# Required task
How many lines in the records below contain the string "switch"? Reply with the number alone.

# Records shown
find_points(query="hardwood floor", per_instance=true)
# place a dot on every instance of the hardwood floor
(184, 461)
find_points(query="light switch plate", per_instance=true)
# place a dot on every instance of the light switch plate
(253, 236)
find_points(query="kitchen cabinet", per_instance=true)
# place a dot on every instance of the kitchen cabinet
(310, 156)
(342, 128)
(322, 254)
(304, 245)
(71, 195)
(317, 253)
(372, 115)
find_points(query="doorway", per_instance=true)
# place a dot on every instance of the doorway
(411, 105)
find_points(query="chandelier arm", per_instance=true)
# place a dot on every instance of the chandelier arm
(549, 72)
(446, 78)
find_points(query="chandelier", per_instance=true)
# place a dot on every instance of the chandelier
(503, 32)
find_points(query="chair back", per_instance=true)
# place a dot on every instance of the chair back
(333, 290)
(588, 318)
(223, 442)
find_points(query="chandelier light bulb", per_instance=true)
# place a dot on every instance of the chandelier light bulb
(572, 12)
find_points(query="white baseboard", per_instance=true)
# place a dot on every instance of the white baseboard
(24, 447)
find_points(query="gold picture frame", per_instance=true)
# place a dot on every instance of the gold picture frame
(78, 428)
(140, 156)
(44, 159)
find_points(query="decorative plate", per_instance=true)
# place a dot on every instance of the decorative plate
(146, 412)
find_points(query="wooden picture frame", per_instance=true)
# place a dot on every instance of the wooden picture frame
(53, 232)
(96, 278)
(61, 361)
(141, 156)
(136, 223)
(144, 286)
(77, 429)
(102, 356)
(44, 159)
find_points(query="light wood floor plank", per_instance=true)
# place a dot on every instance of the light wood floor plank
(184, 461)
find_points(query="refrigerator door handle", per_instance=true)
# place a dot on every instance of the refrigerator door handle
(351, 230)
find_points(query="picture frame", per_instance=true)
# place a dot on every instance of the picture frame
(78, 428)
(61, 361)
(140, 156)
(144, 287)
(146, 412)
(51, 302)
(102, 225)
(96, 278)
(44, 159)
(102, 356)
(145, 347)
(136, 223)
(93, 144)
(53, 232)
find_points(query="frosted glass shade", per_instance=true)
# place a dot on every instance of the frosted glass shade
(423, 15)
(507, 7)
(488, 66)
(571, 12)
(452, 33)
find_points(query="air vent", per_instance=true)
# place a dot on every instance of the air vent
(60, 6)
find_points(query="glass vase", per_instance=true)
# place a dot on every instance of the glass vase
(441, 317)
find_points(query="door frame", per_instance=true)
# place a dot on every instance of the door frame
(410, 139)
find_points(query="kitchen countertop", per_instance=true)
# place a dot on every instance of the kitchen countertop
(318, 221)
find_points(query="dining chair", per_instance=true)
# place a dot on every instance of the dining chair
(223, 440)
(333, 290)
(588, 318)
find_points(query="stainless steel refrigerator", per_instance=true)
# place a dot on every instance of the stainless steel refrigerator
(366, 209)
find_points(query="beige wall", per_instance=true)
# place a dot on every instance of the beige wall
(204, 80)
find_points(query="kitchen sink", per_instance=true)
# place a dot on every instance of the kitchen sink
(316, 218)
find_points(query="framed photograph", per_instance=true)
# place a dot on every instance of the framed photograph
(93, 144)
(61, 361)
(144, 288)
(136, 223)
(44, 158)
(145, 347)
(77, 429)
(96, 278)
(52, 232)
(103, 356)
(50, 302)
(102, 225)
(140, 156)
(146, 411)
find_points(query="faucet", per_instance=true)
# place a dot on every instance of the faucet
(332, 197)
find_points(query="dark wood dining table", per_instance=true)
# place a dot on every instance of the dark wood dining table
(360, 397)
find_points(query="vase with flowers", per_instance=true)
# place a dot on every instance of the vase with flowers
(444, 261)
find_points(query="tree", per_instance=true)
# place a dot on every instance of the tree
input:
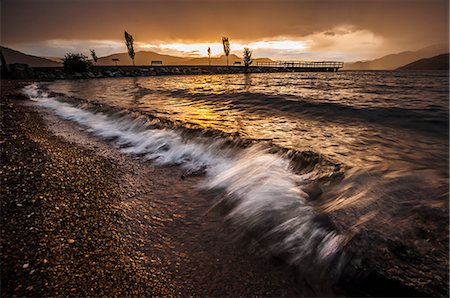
(76, 63)
(129, 42)
(209, 56)
(247, 58)
(94, 56)
(226, 46)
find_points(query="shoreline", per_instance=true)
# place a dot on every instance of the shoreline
(95, 222)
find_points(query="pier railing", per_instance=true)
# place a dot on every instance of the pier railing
(303, 64)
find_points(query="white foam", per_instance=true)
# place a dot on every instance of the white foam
(264, 191)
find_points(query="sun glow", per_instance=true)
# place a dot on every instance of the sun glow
(201, 49)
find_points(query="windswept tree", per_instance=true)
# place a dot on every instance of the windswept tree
(247, 58)
(74, 62)
(94, 56)
(226, 46)
(129, 42)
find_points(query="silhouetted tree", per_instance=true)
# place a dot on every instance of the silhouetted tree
(226, 47)
(209, 56)
(76, 63)
(94, 56)
(247, 58)
(129, 42)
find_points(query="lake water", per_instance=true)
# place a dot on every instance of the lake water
(331, 170)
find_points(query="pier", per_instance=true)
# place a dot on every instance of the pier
(304, 65)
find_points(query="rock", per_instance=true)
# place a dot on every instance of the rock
(19, 70)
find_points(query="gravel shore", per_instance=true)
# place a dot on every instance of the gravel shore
(80, 218)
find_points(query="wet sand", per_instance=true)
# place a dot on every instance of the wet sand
(80, 218)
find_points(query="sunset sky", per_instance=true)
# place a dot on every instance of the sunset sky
(345, 30)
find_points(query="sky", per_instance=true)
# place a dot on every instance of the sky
(342, 30)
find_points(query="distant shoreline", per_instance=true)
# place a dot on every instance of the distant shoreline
(22, 71)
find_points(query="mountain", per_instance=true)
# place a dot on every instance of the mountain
(13, 56)
(394, 61)
(439, 62)
(146, 57)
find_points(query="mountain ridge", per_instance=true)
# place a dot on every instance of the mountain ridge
(439, 62)
(13, 56)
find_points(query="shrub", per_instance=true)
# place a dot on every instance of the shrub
(76, 63)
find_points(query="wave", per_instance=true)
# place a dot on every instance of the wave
(426, 120)
(266, 197)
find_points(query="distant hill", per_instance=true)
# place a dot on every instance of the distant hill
(394, 61)
(439, 62)
(13, 56)
(145, 58)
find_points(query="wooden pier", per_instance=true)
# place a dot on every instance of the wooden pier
(304, 65)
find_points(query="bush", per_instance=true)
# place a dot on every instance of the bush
(76, 63)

# Correct answer
2